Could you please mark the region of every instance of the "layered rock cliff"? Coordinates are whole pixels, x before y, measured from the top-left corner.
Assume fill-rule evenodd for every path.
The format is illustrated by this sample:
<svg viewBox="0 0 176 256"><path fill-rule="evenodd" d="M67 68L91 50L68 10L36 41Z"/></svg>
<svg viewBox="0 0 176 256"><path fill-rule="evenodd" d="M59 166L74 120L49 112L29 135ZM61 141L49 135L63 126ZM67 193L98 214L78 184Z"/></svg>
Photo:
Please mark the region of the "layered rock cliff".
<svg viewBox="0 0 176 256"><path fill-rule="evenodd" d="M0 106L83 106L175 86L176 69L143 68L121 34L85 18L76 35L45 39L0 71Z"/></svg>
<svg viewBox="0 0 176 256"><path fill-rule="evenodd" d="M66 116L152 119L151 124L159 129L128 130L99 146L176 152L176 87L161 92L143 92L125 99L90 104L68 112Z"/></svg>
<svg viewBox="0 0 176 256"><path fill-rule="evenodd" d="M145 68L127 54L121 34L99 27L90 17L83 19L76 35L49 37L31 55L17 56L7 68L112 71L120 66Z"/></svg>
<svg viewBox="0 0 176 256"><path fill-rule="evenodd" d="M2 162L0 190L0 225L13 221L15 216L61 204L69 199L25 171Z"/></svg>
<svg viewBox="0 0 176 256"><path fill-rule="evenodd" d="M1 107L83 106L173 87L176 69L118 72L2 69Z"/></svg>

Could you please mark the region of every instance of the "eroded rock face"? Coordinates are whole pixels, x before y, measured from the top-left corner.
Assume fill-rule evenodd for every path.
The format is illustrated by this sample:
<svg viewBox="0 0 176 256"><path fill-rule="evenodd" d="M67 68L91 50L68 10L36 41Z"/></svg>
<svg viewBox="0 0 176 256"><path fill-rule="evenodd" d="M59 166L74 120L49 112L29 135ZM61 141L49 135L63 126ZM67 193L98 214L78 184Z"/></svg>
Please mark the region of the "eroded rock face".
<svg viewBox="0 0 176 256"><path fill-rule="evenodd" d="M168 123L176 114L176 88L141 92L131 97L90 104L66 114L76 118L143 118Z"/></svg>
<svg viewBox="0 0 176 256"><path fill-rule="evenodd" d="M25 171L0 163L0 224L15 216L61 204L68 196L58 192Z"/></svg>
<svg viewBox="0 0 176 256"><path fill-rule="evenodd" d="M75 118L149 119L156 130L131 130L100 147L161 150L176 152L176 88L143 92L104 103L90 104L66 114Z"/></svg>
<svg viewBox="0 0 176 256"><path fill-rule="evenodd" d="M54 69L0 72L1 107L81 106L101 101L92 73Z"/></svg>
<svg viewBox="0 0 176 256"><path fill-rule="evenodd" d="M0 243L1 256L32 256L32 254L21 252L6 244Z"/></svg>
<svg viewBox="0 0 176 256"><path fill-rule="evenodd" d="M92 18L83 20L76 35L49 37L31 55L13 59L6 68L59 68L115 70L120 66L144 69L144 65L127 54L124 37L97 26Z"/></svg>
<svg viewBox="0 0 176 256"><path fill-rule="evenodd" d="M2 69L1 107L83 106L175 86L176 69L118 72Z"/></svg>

§ §

## EXERCISE PROMPT:
Please render the records above as a two-column CSV headed input and output, one row per record, with its text in the input field and its answer in the output field. Put each field in double quotes and replace its line breaks with spaces.

## EXERCISE RESULT:
input,output
"Could you please mark the region of every instance of the ""layered rock cliff""? Coordinates are whole pixels, x before y, measured from the top-left corner. Assume fill-rule evenodd for every path. The format is illustrated by this sample: <svg viewBox=""0 0 176 256""><path fill-rule=""evenodd"" d=""M67 68L91 50L68 10L36 41Z""/></svg> <svg viewBox=""0 0 176 256""><path fill-rule=""evenodd"" d=""M59 166L74 120L49 112L29 135ZM61 141L49 135L63 126ZM67 193L98 214L78 184Z""/></svg> Photo: Please mark the region of the ""layered rock cliff"".","<svg viewBox=""0 0 176 256""><path fill-rule=""evenodd"" d=""M0 106L83 106L175 86L176 69L143 68L121 34L85 18L76 35L45 39L0 71Z""/></svg> <svg viewBox=""0 0 176 256""><path fill-rule=""evenodd"" d=""M66 116L152 119L151 124L159 129L128 130L99 146L176 152L176 87L161 92L143 92L125 99L90 104L68 112Z""/></svg> <svg viewBox=""0 0 176 256""><path fill-rule=""evenodd"" d=""M145 68L127 54L121 34L99 27L90 17L83 19L76 35L49 37L31 55L17 56L7 68L112 71L120 66Z""/></svg> <svg viewBox=""0 0 176 256""><path fill-rule=""evenodd"" d=""M2 162L0 190L0 225L13 221L15 216L61 204L69 199L25 171Z""/></svg> <svg viewBox=""0 0 176 256""><path fill-rule=""evenodd"" d=""M1 107L83 106L173 87L176 69L118 72L2 69Z""/></svg>"
"Could you please mark the region of every instance of the ""eroded rock face""? Coordinates are whole pixels, x before y, measured from the top-left corner. Assume fill-rule evenodd for every path. The format is illustrated by this sample: <svg viewBox=""0 0 176 256""><path fill-rule=""evenodd"" d=""M67 68L91 50L68 10L36 41Z""/></svg> <svg viewBox=""0 0 176 256""><path fill-rule=""evenodd"" d=""M59 166L74 120L49 112L29 135ZM61 141L49 135L63 126ZM67 193L98 214L78 184Z""/></svg> Please mark the region of the ""eroded rock face"".","<svg viewBox=""0 0 176 256""><path fill-rule=""evenodd"" d=""M168 123L176 114L176 88L141 92L131 97L90 104L66 114L76 118L143 118Z""/></svg> <svg viewBox=""0 0 176 256""><path fill-rule=""evenodd"" d=""M25 171L0 163L0 224L15 216L61 204L68 196L58 192Z""/></svg> <svg viewBox=""0 0 176 256""><path fill-rule=""evenodd"" d=""M75 118L149 119L156 130L131 130L100 147L161 150L176 152L176 88L143 92L104 103L90 104L66 114Z""/></svg> <svg viewBox=""0 0 176 256""><path fill-rule=""evenodd"" d=""M54 69L0 72L1 107L81 106L101 101L92 73Z""/></svg> <svg viewBox=""0 0 176 256""><path fill-rule=""evenodd"" d=""M0 243L1 256L32 256L32 254L21 252L6 244Z""/></svg> <svg viewBox=""0 0 176 256""><path fill-rule=""evenodd"" d=""M92 18L83 20L76 35L49 37L31 55L13 59L6 68L59 68L115 70L120 66L144 69L144 65L127 54L124 37L97 26Z""/></svg> <svg viewBox=""0 0 176 256""><path fill-rule=""evenodd"" d=""M2 69L1 107L83 106L175 86L176 69L118 72Z""/></svg>"